DESCRIPTION OF THE TASK. Copy every line of the data below verbatim, omitting the picture.

RECORDED DATA.
☆ ☆ ☆ ☆

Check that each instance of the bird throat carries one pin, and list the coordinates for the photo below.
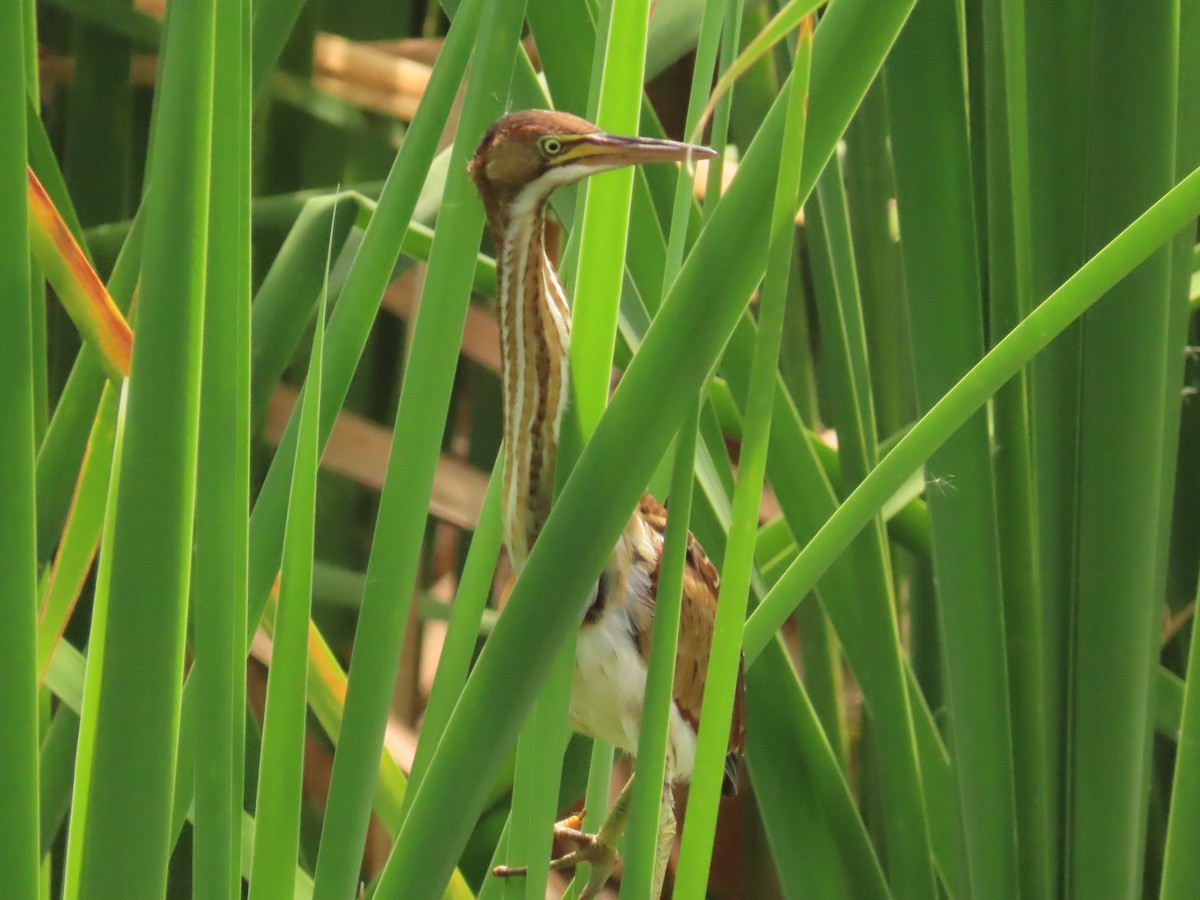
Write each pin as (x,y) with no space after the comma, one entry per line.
(535,328)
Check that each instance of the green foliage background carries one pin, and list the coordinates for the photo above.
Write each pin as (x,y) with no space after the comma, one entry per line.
(967,379)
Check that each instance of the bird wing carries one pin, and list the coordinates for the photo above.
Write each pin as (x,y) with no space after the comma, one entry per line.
(697,615)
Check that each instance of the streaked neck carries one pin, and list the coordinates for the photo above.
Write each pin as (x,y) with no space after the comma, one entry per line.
(534,336)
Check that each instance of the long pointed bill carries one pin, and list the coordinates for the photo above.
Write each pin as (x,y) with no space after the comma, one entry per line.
(611,151)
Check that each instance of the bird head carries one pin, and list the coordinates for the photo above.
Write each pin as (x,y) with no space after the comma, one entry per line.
(525,156)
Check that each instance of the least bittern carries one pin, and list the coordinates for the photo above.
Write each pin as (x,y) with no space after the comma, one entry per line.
(522,159)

☆ ☆ ☆ ☆

EXPECTED ANSWER.
Check that each instance of the bird throat carries one pin, and list the coordinates for the photo below.
Write each pin as (x,y) with no space after the comma, one entry per line.
(535,328)
Check that each instance of the green foliage background carries one pin, and list the coordinates for the photo above.
Write each pin as (x,y) with no space after the comma, one entry per line.
(967,379)
Check that each instance of the bird wing carries one pin, and list the coordinates for the photo above.
Write each pin as (x,y) with no space after the comma, one entry per line.
(697,615)
Check that each instance of the streaked neck carries one pin, and list the coordinates for the photo above.
Write each pin as (x,y) with no space after the comma, one entry per line.
(534,336)
Check that each instance of the long pointed bill carries one pin, and list the coordinates for the photo above.
Write each pin as (x,y) with no space after the comma, one entry per line.
(611,151)
Check that each instance of the bird head carries one pin, and list the coordinates for the photo above.
Write each pin as (x,y) with no space after the comma, one entry per line.
(525,156)
Check that each instance of the least bittern carries one pin, and list the coordinates for the photo above.
Write each pin as (x,y) with no space after the comma, one entry per line.
(522,159)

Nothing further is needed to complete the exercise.